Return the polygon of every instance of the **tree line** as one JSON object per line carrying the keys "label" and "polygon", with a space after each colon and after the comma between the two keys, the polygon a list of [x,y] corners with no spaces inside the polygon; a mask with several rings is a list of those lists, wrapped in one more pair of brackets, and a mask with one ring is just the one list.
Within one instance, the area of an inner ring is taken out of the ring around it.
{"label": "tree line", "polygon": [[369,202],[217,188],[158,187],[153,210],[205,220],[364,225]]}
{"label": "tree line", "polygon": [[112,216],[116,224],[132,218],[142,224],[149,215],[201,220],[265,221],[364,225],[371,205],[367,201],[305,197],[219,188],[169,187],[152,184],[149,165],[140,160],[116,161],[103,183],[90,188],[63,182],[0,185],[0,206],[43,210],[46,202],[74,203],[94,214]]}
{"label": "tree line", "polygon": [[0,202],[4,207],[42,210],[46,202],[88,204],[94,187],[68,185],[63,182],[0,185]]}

> Required work: The full listing above should be reproduced exactly.

> Written solution:
Return the polygon of every instance of the **tree line** as one JSON object per line carrying the keys "label" and "polygon", with a space after each colon and after the comma between the two keys, the polygon a list of [x,y] corners with no spaces inside the polygon; a mask with several rings is a list of those lists, wrapped in one more pair of brackets, and a mask with one ring is just the one list.
Within one instance, the area of an inner ring is taken out of the ring around it.
{"label": "tree line", "polygon": [[369,202],[217,188],[158,187],[153,210],[205,220],[364,225]]}
{"label": "tree line", "polygon": [[112,216],[116,224],[132,218],[142,224],[149,215],[201,220],[265,221],[364,225],[371,205],[367,201],[305,197],[219,188],[169,187],[152,184],[149,165],[140,160],[116,161],[103,183],[90,188],[63,182],[0,185],[0,206],[43,210],[46,202],[74,203],[94,214]]}
{"label": "tree line", "polygon": [[0,202],[4,207],[42,210],[46,202],[88,204],[94,187],[68,185],[63,182],[0,185]]}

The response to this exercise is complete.